→ YOUR INSTRUCTIONS: Update the lines below by replacing "bounding box" with "enclosing rectangle" throughout, leaving all other text unchanged.

Lines on locating named items

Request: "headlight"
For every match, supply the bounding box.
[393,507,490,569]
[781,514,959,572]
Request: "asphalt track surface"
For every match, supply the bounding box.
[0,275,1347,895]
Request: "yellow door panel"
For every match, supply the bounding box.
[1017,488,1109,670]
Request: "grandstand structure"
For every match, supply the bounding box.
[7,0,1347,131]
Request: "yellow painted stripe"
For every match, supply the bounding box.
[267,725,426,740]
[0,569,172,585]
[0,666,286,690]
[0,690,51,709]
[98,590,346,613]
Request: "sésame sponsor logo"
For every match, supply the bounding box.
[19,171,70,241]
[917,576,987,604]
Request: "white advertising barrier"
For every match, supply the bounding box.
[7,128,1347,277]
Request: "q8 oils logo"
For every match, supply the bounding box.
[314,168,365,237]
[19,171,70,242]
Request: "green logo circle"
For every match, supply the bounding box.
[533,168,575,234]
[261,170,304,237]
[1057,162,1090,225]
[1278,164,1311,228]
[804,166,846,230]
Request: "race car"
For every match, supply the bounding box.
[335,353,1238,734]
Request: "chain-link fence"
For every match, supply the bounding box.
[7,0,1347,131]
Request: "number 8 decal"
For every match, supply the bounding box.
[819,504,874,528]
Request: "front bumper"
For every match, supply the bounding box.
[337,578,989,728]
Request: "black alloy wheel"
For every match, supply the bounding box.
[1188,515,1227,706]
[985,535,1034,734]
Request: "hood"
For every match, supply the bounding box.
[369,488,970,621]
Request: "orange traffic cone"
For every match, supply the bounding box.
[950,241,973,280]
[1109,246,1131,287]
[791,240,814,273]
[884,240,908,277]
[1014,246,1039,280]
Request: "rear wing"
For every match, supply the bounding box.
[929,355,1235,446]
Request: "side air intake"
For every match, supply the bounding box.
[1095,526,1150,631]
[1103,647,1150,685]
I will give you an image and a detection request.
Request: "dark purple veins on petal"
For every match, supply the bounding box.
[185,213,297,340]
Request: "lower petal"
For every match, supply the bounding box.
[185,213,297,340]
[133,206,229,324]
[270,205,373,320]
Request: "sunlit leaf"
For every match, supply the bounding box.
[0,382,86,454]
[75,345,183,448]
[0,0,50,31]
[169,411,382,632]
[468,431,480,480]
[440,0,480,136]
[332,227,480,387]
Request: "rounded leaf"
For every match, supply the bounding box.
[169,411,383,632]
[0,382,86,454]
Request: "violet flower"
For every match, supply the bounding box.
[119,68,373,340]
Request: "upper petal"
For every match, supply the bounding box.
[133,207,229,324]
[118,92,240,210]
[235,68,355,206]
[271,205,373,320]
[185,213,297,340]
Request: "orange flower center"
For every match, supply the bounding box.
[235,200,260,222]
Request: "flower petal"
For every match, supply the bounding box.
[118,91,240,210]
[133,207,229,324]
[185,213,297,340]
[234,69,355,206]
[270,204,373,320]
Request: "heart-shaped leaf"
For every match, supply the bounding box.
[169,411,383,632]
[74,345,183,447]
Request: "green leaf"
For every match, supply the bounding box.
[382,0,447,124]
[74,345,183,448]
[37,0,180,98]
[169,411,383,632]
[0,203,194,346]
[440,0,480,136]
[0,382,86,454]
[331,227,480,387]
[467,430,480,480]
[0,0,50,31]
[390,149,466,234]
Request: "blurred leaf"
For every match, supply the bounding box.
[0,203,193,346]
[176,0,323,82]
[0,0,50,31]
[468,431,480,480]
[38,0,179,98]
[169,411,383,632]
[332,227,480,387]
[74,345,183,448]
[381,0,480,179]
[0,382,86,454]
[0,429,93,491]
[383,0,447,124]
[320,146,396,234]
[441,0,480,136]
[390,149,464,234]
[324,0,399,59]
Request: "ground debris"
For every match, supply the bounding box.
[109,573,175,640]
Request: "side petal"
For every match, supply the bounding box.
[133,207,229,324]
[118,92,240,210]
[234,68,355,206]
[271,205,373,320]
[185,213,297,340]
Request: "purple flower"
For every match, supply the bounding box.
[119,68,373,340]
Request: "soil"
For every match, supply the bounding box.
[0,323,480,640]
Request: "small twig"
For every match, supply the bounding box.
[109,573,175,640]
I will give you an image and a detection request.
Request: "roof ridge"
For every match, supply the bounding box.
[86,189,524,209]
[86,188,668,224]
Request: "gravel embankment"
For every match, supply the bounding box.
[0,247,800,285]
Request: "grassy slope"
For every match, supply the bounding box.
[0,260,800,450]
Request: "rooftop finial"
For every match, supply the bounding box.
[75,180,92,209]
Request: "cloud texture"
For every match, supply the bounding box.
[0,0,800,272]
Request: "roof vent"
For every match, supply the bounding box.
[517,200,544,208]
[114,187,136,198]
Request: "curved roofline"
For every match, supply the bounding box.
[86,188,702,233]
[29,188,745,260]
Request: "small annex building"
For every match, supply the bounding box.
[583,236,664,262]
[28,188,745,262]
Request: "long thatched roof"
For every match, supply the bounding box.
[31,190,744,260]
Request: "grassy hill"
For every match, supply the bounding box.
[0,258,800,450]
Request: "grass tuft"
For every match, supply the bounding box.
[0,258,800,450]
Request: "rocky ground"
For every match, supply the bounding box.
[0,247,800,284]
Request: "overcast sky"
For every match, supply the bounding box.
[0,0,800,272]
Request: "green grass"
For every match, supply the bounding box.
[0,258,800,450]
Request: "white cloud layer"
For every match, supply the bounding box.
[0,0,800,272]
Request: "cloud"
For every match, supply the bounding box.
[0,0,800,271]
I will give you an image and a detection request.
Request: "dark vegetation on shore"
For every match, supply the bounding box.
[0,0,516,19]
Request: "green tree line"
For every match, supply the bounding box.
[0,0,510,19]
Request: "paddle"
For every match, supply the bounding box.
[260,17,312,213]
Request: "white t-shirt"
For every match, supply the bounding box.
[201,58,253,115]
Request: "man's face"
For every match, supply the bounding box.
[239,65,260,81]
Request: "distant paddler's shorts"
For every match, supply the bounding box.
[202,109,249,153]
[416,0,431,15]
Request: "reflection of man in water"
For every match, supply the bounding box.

→ RESPONSE FOR THIS EXERCISE:
Request: "headlight"
For every match, supply the enclosing rectangle.
[393,507,490,569]
[781,514,959,572]
Request: "asphalt track surface"
For every match, supply the enclosing rectangle.
[0,275,1347,895]
Request: "yellow door panel"
For every match, supply the enclosing rectangle.
[1017,488,1109,670]
Request: "grandstand structure"
For every match, supply the enclosing rectangle.
[7,0,1347,131]
Request: "yellow painted stripe"
For every match, supply the enclosing rectangle.
[267,725,426,740]
[0,569,172,585]
[0,666,286,690]
[0,690,51,709]
[98,590,346,613]
Request: "sésame sponsor logo"
For every match, supply the enclosing rectangle.
[19,171,70,241]
[917,576,987,604]
Request: "white advertising barrier"
For every match, supply the enclosing rectangle.
[7,128,1347,277]
Request: "q8 oils logo"
For every match, supply the enclosing rectangle.
[314,168,365,237]
[19,171,70,242]
Request: "green logo circle"
For every match, supply the enclosing rectangle.
[533,168,575,234]
[261,170,304,237]
[1057,162,1090,225]
[1278,164,1311,228]
[804,166,846,230]
Request: "race car"
For every match, supply the enclosing rectangle.
[335,353,1238,734]
Request: "chain-link fence"
For every match, supply the enclosing rectangle.
[7,0,1347,131]
Request: "number 8 decal"
For every match, supply the enclosing rectangle.
[819,504,874,528]
Request: "front bumper"
For every match, supply the enclosing rectangle.
[337,578,989,728]
Request: "black alloy wheel"
For every match, supply the enclosing rectangle.
[1188,515,1227,706]
[985,535,1034,734]
Request: "hood"
For every match, supply the enclosing rectangle.
[369,488,970,621]
Request: "orange traffic cone"
For every match, supply the enclosing rectangle.
[950,241,973,280]
[1109,246,1131,287]
[791,240,814,273]
[884,240,908,277]
[1014,246,1039,280]
Request: "rear wing"
For every match, supply the enclosing rectangle.
[929,355,1235,446]
Request: "side air intake"
For every match, supply the enclosing rectangle.
[1095,526,1150,631]
[1103,647,1150,685]
I will give you an image and a detection request.
Request: "dark purple veins on petal"
For every match, supply the enclosing rectangle.
[185,213,297,340]
Request: "lower petal"
For every match, supply the enclosing rectangle.
[185,213,297,340]
[133,206,229,324]
[270,205,373,320]
Request: "sunlit leaf"
For every match, supply the enclosing rectangle.
[0,382,86,454]
[75,345,183,448]
[0,0,50,31]
[169,411,382,632]
[468,431,480,480]
[440,0,480,136]
[332,227,480,387]
Request: "rounded leaf"
For every match, supply the enclosing rectangle.
[169,411,383,632]
[0,382,86,454]
Request: "violet flower"
For every match, supply the enclosing rectangle.
[119,68,373,340]
Request: "upper petal"
For every match, supply the enclosing rectangle.
[133,207,229,324]
[118,92,240,210]
[235,68,355,206]
[271,205,373,320]
[185,213,297,340]
Request: "orange flower center"
For every match, supply the enclosing rectangle.
[235,200,260,222]
Request: "flower petal"
For every match, supply the enclosing rectangle.
[118,91,240,210]
[133,207,229,324]
[185,213,297,340]
[234,69,355,206]
[270,204,373,320]
Request: "heart-shaped leaf"
For every match, supply the enclosing rectangle.
[169,411,383,632]
[74,345,183,447]
Request: "green leaf"
For every match, supply the enclosing rectangle.
[382,0,447,124]
[74,345,183,448]
[37,0,180,98]
[169,411,383,632]
[0,203,194,346]
[440,0,480,136]
[0,382,86,454]
[331,227,480,387]
[467,430,480,480]
[0,0,50,31]
[390,149,466,234]
Request: "blurred leaf"
For every match, supply the enclosing rectangle.
[0,203,193,346]
[176,0,323,82]
[0,0,50,31]
[468,431,480,480]
[38,0,179,98]
[169,411,383,632]
[332,227,480,387]
[74,345,183,448]
[381,0,480,179]
[0,382,86,454]
[0,429,93,491]
[383,0,447,124]
[320,146,396,234]
[441,0,480,136]
[390,149,464,234]
[324,0,399,59]
Request: "ground debris"
For every match, supply the enclosing rectangle.
[109,573,175,640]
Request: "side petal"
For every match, supply the enclosing rectangle.
[133,207,229,324]
[118,92,240,210]
[234,68,355,206]
[271,205,373,320]
[185,213,297,340]
Request: "purple flower"
For every match, supply the enclosing rectangle.
[119,68,373,340]
Request: "soil"
For every match, supply the enclosing rectangle.
[0,323,480,640]
Request: "small twig"
For every match, supply the enclosing rectangle.
[109,573,175,640]
I will give you an image and a detection request.
Request: "roof ridge"
For every match, supply the enclosing rectangle.
[86,189,524,209]
[86,188,668,224]
Request: "gravel embankment"
For every match, supply the enclosing rectangle.
[0,247,800,285]
Request: "grassy slope"
For every match, supply the enclosing rectangle.
[0,260,800,450]
Request: "rooftop finial"
For every match, supply the enclosing rectangle.
[75,180,92,209]
Request: "cloud texture"
For every match, supply the enclosing rectangle.
[0,0,800,272]
Request: "roof vent"
For every match, supply the enclosing rectangle.
[517,200,544,208]
[114,187,136,198]
Request: "curved roofline"
For every match, supply the enclosing rectangle.
[86,188,702,233]
[29,188,745,260]
Request: "small annex building"
For every match, supply the enclosing rectangle.
[583,236,664,262]
[28,188,745,262]
Request: "long thatched roof"
For every match, supply the enclosing rectangle.
[31,190,744,260]
Request: "grassy hill"
For every match, supply the enclosing rectangle.
[0,258,800,450]
Request: "grass tuft"
For every match, supply the enclosing rectangle.
[0,258,800,450]
Request: "rocky ground"
For every match, supply the enclosing rectangle.
[0,247,800,284]
Request: "overcast sky"
For every match, supply the enclosing rectangle.
[0,0,800,272]
Request: "green grass"
For every match, supply the enclosing rectangle.
[0,258,800,450]
Request: "white cloud layer"
For every match, supply the enclosing rectangle.
[0,0,800,272]
Request: "cloud"
For every match, supply the enclosing rectangle.
[0,0,800,271]
I will give you an image and a detection request.
Request: "dark vegetation on shore"
For every match, supply the enclosing rectangle.
[0,0,516,19]
Request: "green tree line"
For every match, supply the enclosing rectangle.
[0,0,510,19]
Request: "paddle"
For every match, supply the enclosing rectangle.
[260,17,312,213]
Request: "white t-shirt"
For every match, supply the enclosing rectangle.
[201,58,253,115]
Request: "man's face"
For every match, supply the enclosing rectangle.
[239,65,260,81]
Request: "distant paddler's shorts"
For every match, supply the enclosing rectangle.
[202,109,249,153]
[416,0,431,15]
Request: "reflection of man in water"
For every match, supply the enclosing rectangle.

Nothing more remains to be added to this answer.